DOCUMENT PASSAGE:

Does anyone have experience with the Canon PowerShot SD400? 

In terms of size, price, shutter speed, and movie capabilities, it seems to meet my needs. I've seen lots of positive reviews, but I've seen enough negative reviews to make me wonder...seems it might not be so durable? A cracked LCD is the most common complaint. I'm guessing that the majority of the people who write on-line reviews are the ones who are not satisfied, so I don't know how seriously to take them.


----------



## Livingston (Jan 8, 2004)

If you are looking for a waterproof camera for cheap, pick up a Sony DSC-U60. I don't think they are making them anymore, but last saw them for under $200. No zoom and only 2mpix, but can be carabinered to your PFD, takes a quality picture...

http://www.americanwhitewater.org/photos/?photoid=8670

...and is pretty rugged. If you can find one, it's a simple point and shoot that turns on in less than 2 seconds. Mine broke and I'll probably upgrade to the new Optio WPi.

DATA FOR PROCESSING:
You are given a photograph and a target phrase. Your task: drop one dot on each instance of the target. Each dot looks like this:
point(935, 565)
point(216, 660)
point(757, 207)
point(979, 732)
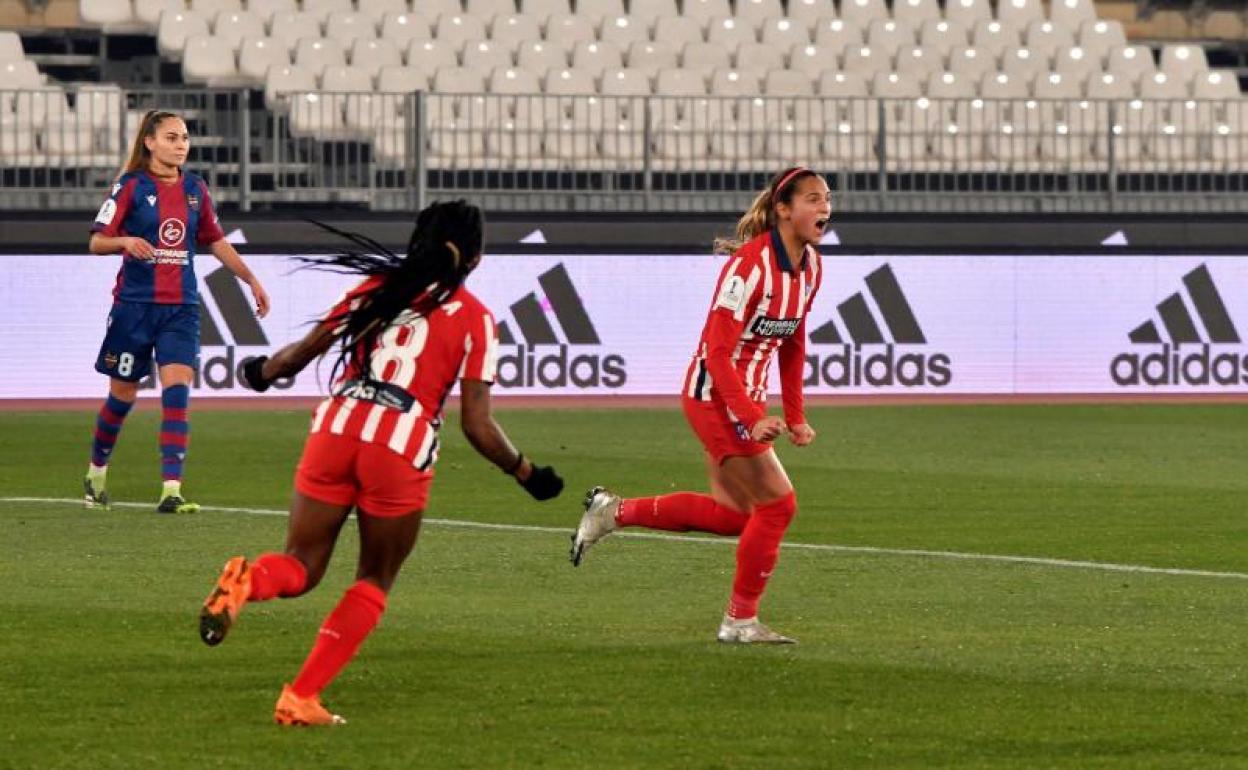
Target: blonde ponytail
point(761, 215)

TASK INSTRUCTIONS:
[1] Do these statements agree with the forum thread on the Canon PowerShot SD400? (a) A cracked LCD is the complaint about the SD400 that appears most often. (b) The Sony DSC-U60 has a zoom. (c) The Sony DSC-U60 turns on in under 2 seconds. For each, answer yes or no and quote the deciding words of the thread.
[2] Could you give back every line of the records above word for word, without the picture?

OUTPUTS FOR THE TASKS:
[1]
(a) Yes: "A cracked LCD is the most common complaint."
(b) No: "No zoom and only 2mpix"
(c) Yes: "it's a simple point and shoot that turns on in less than 2 seconds."

[2]
You are given a photograph and a target phrase. Your task: drop one dot on each instance of the target. Each dot looks like this:
point(935, 565)
point(216, 660)
point(757, 207)
point(979, 732)
Target: blonde ponytail
point(761, 215)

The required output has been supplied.